:: Exercise requirements ::
Beginning at the line that contains "Query: boy's face", return every remaining line of the data below exactly; return nothing before it.

:: Records contained in a dataset ::
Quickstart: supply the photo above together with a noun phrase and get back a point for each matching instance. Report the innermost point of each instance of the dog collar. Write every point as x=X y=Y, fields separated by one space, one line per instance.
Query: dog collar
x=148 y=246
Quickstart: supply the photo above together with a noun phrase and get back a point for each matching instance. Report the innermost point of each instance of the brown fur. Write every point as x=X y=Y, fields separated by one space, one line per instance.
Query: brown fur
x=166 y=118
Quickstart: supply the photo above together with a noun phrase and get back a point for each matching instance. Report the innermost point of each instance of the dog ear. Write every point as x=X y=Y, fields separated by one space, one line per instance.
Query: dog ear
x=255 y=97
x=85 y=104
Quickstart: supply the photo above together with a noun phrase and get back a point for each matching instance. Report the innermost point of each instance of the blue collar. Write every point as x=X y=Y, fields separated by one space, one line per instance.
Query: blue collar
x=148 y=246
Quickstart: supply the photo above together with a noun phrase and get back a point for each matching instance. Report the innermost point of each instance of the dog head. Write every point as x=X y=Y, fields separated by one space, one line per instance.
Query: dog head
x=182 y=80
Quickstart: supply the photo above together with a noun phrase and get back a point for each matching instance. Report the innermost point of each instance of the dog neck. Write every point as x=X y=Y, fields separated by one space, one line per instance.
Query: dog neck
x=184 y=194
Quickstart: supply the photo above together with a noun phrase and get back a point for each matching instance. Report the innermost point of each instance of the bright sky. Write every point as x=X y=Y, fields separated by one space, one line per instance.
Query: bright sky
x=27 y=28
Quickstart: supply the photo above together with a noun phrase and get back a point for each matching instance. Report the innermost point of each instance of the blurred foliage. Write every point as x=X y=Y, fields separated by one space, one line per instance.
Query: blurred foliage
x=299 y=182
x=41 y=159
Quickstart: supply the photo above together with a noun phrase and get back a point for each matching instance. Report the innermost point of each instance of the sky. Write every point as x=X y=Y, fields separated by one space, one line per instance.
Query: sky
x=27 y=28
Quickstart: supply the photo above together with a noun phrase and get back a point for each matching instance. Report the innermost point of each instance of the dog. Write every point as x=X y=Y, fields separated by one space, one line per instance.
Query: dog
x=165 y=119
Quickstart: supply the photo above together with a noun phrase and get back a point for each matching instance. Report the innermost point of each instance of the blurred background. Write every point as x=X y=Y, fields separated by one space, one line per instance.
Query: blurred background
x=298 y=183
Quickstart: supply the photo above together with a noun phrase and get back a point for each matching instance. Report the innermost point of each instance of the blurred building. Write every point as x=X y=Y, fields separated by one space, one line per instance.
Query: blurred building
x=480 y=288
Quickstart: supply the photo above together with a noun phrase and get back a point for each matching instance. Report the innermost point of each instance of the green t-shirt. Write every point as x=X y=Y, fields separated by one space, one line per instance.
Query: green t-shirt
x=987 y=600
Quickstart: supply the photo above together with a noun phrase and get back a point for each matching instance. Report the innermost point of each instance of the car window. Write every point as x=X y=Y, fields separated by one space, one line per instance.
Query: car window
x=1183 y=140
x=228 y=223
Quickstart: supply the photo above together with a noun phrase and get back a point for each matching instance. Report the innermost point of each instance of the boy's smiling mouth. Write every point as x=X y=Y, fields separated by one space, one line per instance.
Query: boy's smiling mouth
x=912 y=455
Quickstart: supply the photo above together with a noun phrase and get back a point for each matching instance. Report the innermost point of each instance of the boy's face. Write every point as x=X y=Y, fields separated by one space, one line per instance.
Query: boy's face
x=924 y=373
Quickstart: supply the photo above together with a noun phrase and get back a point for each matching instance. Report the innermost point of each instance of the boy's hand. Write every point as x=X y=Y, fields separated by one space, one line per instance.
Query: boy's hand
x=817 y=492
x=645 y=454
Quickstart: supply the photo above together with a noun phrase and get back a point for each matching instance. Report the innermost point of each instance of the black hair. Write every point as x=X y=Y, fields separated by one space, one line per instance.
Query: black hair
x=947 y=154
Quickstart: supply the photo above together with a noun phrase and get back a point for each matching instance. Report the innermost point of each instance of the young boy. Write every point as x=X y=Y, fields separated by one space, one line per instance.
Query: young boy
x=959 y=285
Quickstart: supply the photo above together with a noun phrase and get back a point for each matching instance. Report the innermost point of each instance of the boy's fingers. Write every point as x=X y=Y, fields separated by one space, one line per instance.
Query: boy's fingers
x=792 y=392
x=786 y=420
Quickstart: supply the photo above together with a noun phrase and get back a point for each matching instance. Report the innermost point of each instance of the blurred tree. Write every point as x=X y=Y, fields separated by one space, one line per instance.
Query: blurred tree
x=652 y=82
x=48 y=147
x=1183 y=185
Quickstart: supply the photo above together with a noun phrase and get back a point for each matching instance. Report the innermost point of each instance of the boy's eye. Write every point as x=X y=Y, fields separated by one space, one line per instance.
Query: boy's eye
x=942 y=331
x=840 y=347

:: Worked solution ::
Query: boy's face
x=924 y=373
Quickstart: supply the photo above together with a noun phrase and get back a point for each matching instance. Report the innermost point of each instance of the boy's hand. Write every point as x=X y=Y, fields separated by one space, one line per instance.
Query: boy's hand
x=817 y=492
x=645 y=454
Quickstart: supply the photo above together with a noun phrase and get back a point for each matching instance. Report the innermost point of each instance of the black hair. Write every point as x=X y=Y, fields separated by one space, one line per instance.
Query: black hair
x=947 y=154
Quickstart: supply the photo above together with a noun phrase and get back a point for each matching instance. Report the innermost point of each instance of the young boy. Write every point as x=X y=Y, fields separated by one space, one line per instance.
Query: young boy
x=959 y=285
Quickstart: supply the photo above together with a noun phrase and get back a point for each matching instance. Report the innermost point of each instance of the boy's fingers. Write every point as x=X y=Y, fields separated by one space, one line per instance.
Query: boy's fingers
x=792 y=392
x=786 y=420
Quickstart: supply the photo above together with a noun phrase and get back a point for each matching instance. Report the innermost point of each instance of the blurred tree. Write every point as x=X y=Y, fields separated by one space, one line per instance.
Query: blurred tree
x=652 y=82
x=48 y=147
x=1183 y=185
Quickstart: supply the photo above together with a noun phrase and get back a point for each matching instance. Report the innermost point of each instance of the boy's eye. Write every point as x=X y=Y, fields separated by one space, one line per instance.
Query: boy's eye
x=942 y=331
x=840 y=347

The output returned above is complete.